╭─ 元のリスト

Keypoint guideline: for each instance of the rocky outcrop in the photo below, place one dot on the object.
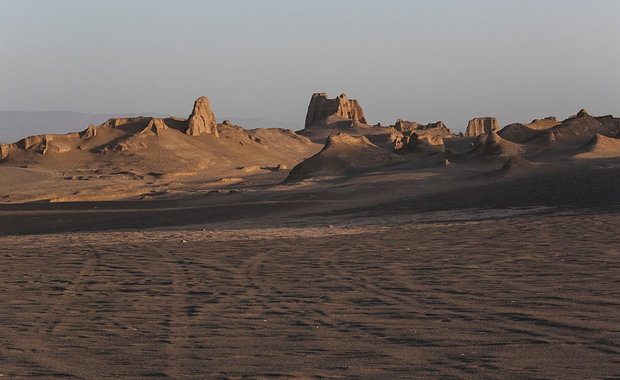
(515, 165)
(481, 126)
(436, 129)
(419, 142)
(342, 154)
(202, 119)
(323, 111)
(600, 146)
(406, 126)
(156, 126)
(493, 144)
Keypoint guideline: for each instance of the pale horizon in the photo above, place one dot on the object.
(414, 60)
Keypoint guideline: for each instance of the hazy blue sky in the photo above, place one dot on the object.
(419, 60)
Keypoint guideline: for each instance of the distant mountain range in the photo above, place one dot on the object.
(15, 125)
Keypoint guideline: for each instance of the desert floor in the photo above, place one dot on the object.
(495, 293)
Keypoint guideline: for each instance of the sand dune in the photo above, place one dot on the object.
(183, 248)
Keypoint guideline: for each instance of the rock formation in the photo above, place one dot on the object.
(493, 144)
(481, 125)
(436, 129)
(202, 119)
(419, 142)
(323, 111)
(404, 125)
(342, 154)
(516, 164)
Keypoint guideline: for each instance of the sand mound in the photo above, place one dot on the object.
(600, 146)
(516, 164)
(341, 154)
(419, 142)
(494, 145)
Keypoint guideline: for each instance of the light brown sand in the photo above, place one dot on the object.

╰─

上のリストの全行を、空行を省いて番号付きの箇条書きに書き直してください。画像は答えから外すこと。

解答 →
1. Keypoint guideline: for each instance of the rocky outcrop in the photo below, place one dot on the object.
2. (515, 165)
3. (481, 126)
4. (436, 129)
5. (419, 142)
6. (342, 154)
7. (202, 119)
8. (323, 111)
9. (600, 146)
10. (406, 126)
11. (156, 126)
12. (493, 144)
13. Keypoint guideline: for each instance of the pale horizon in the photo above, place one dot on the object.
14. (414, 60)
15. Keypoint guideline: for each instance of the hazy blue sky in the photo above, place one dot on the object.
16. (419, 60)
17. Keypoint guideline: for each instance of the distant mountain range in the photo above, place one dot on the object.
18. (15, 125)
19. Keypoint guideline: for each instance of the desert floor in the photo above, place one dot on the object.
20. (495, 293)
21. Keypoint guideline: for each instance of the sand dune in the photo above, place one dot on the object.
22. (183, 248)
23. Keypoint guideline: for each instance of the rock formation in the photo above, place one dot on the object.
24. (493, 144)
25. (481, 125)
26. (436, 129)
27. (202, 119)
28. (419, 142)
29. (323, 111)
30. (404, 125)
31. (342, 154)
32. (516, 164)
33. Keypoint guideline: for each instance of the sand mound in the photo above, place one dot on the object.
34. (600, 146)
35. (516, 164)
36. (341, 154)
37. (419, 142)
38. (494, 145)
39. Keypoint guideline: for each instance of the light brown sand in the photo above, place one dot on the object.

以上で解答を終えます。